=== Work to be completed ===
What is the number of lines in these entries that include "recessed"? Write that number and no other text.

Stored records:
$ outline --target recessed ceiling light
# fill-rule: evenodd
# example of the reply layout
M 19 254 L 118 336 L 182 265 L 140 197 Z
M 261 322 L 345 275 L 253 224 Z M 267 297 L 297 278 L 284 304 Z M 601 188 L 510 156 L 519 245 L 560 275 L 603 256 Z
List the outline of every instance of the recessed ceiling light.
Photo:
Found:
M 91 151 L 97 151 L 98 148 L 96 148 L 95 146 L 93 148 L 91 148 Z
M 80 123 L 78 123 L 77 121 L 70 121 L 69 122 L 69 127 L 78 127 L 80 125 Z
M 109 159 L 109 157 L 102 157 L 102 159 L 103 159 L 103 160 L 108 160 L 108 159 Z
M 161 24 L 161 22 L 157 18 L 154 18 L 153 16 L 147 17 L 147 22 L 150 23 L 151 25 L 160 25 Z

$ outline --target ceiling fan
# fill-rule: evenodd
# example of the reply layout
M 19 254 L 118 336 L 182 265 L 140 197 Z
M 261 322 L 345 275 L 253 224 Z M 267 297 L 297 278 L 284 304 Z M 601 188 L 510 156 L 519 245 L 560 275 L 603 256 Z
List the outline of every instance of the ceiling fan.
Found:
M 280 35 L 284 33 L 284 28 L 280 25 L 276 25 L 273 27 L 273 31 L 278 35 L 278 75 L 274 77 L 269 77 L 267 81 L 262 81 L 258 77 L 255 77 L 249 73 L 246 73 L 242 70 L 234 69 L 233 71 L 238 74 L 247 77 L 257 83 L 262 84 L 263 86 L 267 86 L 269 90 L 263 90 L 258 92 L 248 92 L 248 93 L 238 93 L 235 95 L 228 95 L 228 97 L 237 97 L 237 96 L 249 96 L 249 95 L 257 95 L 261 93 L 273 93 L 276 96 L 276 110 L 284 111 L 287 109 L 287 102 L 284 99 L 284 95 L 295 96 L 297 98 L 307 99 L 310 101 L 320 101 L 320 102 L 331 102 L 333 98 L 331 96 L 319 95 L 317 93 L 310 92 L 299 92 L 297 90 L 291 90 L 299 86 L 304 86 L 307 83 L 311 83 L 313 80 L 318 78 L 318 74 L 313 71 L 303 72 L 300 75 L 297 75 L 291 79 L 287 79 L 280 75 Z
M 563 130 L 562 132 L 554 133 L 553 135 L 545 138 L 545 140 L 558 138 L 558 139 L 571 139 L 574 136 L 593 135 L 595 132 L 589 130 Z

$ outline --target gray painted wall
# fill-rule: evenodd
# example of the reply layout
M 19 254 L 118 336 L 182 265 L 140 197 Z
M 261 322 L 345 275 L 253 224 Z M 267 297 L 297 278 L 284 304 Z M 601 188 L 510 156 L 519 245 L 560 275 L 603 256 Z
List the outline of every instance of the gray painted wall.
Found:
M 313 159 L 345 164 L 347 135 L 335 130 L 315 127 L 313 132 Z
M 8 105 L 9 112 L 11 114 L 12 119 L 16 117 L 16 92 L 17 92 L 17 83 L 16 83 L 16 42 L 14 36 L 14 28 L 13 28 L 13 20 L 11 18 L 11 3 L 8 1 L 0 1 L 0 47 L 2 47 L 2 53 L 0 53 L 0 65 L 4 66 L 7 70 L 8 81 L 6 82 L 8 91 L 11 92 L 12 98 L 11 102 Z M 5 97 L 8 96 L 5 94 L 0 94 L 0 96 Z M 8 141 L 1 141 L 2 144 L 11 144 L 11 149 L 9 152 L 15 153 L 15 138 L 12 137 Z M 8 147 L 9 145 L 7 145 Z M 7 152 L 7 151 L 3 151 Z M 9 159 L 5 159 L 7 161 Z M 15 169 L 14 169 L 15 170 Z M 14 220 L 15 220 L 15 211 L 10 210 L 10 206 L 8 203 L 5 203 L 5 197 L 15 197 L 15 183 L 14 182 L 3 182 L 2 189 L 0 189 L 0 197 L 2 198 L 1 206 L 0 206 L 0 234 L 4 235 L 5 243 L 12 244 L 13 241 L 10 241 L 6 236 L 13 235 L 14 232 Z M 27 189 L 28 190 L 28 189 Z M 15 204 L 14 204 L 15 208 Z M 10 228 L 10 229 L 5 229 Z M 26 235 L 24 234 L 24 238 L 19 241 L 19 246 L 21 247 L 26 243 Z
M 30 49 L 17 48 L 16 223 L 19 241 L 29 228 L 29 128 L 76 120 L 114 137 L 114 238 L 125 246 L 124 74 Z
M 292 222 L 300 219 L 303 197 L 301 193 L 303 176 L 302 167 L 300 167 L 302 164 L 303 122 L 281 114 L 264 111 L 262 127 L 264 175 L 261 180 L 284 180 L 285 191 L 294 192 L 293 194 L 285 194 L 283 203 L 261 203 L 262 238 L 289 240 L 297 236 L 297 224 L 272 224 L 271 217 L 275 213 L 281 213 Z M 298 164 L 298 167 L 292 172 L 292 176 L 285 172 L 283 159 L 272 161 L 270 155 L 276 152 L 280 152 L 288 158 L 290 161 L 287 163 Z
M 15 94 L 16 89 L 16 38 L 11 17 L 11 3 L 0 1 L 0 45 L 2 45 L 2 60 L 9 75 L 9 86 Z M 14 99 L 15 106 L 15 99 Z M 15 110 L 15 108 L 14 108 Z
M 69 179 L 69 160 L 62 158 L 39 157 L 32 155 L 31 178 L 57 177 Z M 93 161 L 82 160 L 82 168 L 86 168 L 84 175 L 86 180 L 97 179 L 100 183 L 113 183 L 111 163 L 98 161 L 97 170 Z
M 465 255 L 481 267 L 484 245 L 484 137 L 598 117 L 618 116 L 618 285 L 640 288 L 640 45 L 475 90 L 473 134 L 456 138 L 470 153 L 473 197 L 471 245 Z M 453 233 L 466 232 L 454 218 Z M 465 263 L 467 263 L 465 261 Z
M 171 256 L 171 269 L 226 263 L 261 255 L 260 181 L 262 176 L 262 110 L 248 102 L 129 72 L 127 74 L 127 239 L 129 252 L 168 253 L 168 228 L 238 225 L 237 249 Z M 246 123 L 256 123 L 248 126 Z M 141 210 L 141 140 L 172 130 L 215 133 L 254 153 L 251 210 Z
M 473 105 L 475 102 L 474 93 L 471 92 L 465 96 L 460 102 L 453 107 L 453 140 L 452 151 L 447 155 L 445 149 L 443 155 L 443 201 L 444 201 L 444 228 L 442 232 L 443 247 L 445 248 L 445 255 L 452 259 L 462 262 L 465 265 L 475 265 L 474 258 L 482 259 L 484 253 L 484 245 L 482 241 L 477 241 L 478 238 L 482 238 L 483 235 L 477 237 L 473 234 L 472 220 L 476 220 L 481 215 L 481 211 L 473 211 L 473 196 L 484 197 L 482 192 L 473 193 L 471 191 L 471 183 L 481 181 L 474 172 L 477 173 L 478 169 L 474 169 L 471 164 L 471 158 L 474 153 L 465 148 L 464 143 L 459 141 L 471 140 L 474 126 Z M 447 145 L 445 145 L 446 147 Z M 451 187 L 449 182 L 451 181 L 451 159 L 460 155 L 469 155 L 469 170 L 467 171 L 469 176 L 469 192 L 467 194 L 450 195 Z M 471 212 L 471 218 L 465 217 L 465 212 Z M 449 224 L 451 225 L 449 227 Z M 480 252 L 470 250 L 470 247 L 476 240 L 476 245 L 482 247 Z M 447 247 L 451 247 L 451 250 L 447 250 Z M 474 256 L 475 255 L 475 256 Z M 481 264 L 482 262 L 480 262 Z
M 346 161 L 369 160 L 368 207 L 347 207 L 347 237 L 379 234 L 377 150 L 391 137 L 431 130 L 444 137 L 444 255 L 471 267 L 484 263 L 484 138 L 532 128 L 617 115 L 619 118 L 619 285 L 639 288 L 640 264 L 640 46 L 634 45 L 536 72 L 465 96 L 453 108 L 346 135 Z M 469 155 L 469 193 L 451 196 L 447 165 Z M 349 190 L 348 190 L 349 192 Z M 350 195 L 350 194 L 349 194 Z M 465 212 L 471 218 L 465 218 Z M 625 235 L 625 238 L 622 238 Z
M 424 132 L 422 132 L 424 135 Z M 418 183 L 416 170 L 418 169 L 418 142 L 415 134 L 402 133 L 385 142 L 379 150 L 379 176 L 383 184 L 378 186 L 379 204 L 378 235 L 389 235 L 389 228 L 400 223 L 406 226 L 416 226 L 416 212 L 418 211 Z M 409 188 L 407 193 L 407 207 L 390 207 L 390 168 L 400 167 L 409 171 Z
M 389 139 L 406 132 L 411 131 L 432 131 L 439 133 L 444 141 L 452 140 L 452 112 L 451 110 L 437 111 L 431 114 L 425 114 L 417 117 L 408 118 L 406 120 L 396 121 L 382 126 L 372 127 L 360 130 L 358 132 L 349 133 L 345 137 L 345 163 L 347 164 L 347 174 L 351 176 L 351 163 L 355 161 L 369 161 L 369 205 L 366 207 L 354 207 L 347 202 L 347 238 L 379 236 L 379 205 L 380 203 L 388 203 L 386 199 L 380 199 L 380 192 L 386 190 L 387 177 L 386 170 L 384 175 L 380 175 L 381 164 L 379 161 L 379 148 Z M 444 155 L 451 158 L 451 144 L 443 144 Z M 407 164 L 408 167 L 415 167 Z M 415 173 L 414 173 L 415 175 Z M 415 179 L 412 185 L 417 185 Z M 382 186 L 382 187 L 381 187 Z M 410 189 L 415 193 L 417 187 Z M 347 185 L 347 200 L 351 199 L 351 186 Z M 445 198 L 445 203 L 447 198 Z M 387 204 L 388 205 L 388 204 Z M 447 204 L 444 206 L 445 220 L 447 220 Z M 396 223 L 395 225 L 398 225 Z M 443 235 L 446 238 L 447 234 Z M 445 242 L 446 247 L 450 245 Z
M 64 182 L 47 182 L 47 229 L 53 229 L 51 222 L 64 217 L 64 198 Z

=== Answer space ===
2